| What the exercise asks |
In the copy, include every entry exactly but none of the images.

__________________________________________________

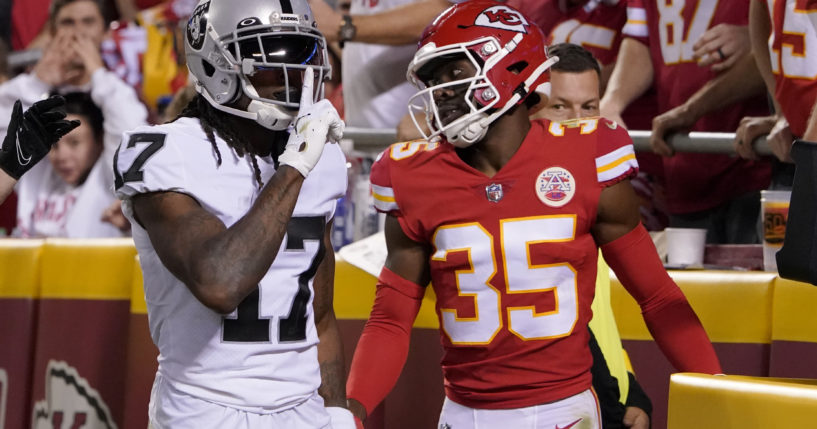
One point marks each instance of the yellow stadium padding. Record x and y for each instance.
(707, 401)
(137, 298)
(734, 307)
(19, 260)
(795, 311)
(87, 268)
(354, 296)
(603, 325)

__________________________________________________

| Solution for this problem |
One point marks each instance of the yellow stadium padding. Record x and y for each instance.
(707, 401)
(137, 298)
(734, 307)
(19, 260)
(795, 311)
(87, 268)
(354, 296)
(603, 325)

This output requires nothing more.